齐次微分方程怎么解？

先算对应的齐次方程的解.
y'+P(x)y=0
y'/y=-P(x)
lny=-∫P(x)dx+C
y=ke^(-∫P(x)dx)
下面用常数变易法求解原方程的解.
设k为u(x)
y=u(x)e^(-∫P(x)dx)
y'=u'(x)e^(-∫P(x)dx)-u(x)P(x)e^(-∫P(x)dx)
代入得：
Q(x)
=u'(x)e^(-∫P(x)dx)-u(x)P(x)e^(-∫P(x)dx)+u(x)P(x)e^(-∫P(x)dx)
u(x)=∫Q(x)e^(∫P(x)dx)+C
y=e^(-∫P(x)dx)(∫Q(x)e^(∫P(x)dx)+C)

y''+y=cosx+e^x
The aux. equation
p^2+1=0
p=i or -i
let
yg= Dcosx +Esinx
yp = x(Acosx+Bsinx) + Ce^x
yp'=(Acosx+Bsinx) +x(-Asinx+Bcosx) +Ce^x
yp''
=(-Asinx+Bcosx) +(-Asinx+Bcosx) +x(-Acosx-Bsinx) +Ce^x
=2(-Asinx+Bcosx) +x(-Acosx-Bsinx) +Ce^x
yp''+yp = cosx+e^x
2(-Asinx+Bcosx) +x(-Acosx-Bsinx) +Ce^x + x(Acosx+Bsinx) + Ce^x =cosx+e^x
2(-Asinx+Bcosx) + 2Ce^x =cosx+e^x
=>
-2A=0 , 2B=1 and 2C=1
A=0, B=1/2 and C=1/2
yp= (1/2)xsinx + (1/2)e^x
通解
y=yg+yp=Dcosx +Esinx +(1/2)xsinx + (1/2)e^x

**记录数据**
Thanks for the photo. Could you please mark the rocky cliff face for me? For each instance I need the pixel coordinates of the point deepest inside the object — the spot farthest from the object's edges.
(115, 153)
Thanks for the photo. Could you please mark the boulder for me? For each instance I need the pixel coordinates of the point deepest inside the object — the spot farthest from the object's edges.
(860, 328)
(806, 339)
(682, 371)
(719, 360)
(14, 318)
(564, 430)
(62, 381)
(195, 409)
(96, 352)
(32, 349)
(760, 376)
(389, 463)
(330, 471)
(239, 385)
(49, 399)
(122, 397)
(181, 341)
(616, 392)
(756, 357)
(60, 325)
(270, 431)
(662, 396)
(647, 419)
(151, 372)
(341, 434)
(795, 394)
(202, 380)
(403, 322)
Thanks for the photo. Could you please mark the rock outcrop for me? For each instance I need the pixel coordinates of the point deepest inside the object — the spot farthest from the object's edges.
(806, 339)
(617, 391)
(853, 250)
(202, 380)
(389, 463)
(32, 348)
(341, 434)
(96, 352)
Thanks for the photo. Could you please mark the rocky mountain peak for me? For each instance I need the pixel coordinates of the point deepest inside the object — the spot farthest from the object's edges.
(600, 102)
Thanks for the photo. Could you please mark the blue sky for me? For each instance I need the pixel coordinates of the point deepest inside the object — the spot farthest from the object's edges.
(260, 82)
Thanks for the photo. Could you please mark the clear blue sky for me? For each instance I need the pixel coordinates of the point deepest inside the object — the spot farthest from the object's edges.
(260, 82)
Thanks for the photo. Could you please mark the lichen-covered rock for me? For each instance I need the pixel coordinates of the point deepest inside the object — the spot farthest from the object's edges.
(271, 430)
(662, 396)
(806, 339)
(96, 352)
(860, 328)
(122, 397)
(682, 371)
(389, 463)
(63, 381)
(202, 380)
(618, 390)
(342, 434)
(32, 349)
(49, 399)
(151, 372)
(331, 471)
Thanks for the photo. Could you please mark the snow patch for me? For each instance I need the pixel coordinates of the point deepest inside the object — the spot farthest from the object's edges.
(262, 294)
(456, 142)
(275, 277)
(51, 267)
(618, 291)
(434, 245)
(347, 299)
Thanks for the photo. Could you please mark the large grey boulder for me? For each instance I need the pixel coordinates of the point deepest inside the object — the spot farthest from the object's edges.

**练习题目**
1. 阅读文本求原方程的解时，用的是什么方法？
2. 把阅读文本中从“y=u(x)e^(-∫P(x)dx)”一直到“y=e^(-∫P(x)dx)(∫Q(x)e^(∫P(x)dx)+C)”的部分再写一遍，其中的“代入得”用“代入原方程得”替换。
这些材料与阅读文本的内容没有关系。

**各题答案**
1. 常数变易法。

2.
y=u(x)e^(-∫P(x)dx)
y'=u'(x)e^(-∫P(x)dx)-u(x)P(x)e^(-∫P(x)dx)
代入原方程得：
Q(x)
=u'(x)e^(-∫P(x)dx)-u(x)P(x)e^(-∫P(x)dx)+u(x)P(x)e^(-∫P(x)dx)
u(x)=∫Q(x)e^(∫P(x)dx)+C
y=e^(-∫P(x)dx)(∫Q(x)e^(∫P(x)dx)+C)